=== What is being asked ===
What follows is a set of records; repeat all of them exactly.

=== Data section ===
* start *

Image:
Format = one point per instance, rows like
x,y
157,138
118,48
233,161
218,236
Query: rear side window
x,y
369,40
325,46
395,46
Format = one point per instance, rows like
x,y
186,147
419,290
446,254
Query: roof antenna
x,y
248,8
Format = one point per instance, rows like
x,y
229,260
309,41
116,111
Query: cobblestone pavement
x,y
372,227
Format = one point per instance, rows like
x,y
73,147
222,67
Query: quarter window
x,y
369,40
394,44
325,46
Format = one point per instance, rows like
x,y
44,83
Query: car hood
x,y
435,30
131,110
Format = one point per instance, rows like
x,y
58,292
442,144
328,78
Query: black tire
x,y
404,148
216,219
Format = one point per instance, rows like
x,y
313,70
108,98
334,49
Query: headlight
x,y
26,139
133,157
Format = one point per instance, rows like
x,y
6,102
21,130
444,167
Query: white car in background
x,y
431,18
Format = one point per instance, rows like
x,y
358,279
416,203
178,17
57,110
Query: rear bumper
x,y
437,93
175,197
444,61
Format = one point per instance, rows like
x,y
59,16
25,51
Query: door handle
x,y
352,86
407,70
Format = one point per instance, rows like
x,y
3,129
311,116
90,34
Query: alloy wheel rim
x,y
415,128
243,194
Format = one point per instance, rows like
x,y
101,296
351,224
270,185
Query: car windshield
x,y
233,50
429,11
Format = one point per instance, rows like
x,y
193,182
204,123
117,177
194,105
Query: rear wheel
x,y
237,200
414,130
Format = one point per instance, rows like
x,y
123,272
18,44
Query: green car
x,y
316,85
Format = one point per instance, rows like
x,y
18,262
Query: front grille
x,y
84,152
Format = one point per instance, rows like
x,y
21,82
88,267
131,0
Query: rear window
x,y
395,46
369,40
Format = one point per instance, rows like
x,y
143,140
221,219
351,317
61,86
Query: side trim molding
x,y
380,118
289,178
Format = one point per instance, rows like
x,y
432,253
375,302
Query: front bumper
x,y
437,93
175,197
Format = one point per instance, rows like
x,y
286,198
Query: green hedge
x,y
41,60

* end *

=== Solution for this exercise ===
Image:
Format = one point per instance, rows like
x,y
157,138
118,48
233,161
218,236
Query: rear side window
x,y
369,40
325,46
395,46
Format = one point per instance, rows like
x,y
186,147
419,290
446,254
Query: roof antenna
x,y
248,8
Format = one point per instance, rows like
x,y
229,260
309,41
116,111
Query: cobblestone pavement
x,y
372,227
Format = one point per instance, rows like
x,y
73,147
222,67
Query: quarter window
x,y
369,40
394,44
325,46
Format = one point per instance, rows like
x,y
44,83
Query: car hood
x,y
435,30
131,110
Format = one point per instance, rows like
x,y
58,292
442,144
328,78
Query: black tire
x,y
404,148
216,219
Format = one point per instance, rows like
x,y
313,70
108,98
334,49
Query: headlight
x,y
26,139
133,157
Format = one point per instance, rows like
x,y
6,102
21,130
444,167
Query: white car in background
x,y
431,18
Format = one point per instance, rows like
x,y
358,279
416,203
178,17
57,110
Query: rear bumper
x,y
437,93
175,197
444,61
Format = one point per instance, rows like
x,y
59,16
25,51
Query: door handle
x,y
352,86
407,70
Format = one point per instance, rows like
x,y
3,129
311,116
90,34
Query: alloy wheel rim
x,y
415,128
243,194
Format = one point per instance, rows like
x,y
101,296
351,224
270,185
Query: car windshield
x,y
233,50
429,11
Format = one point per instance, rows like
x,y
193,182
204,123
117,177
194,105
Query: rear wheel
x,y
237,200
414,130
Format = one point per instance, rows like
x,y
123,272
18,44
Query: green car
x,y
316,85
Format = one point per instance, rows like
x,y
18,262
Query: front grille
x,y
84,152
Format = one point per instance, rows like
x,y
21,82
88,267
131,0
Query: rear window
x,y
395,46
369,40
Format = one point per instance, rows like
x,y
143,140
221,219
351,317
61,86
Query: side trim molding
x,y
380,118
289,178
Format = one point per instance, rows like
x,y
432,253
375,302
Query: front bumper
x,y
437,93
175,197
Format = one point per instance, rows like
x,y
286,198
Query: green hedge
x,y
41,60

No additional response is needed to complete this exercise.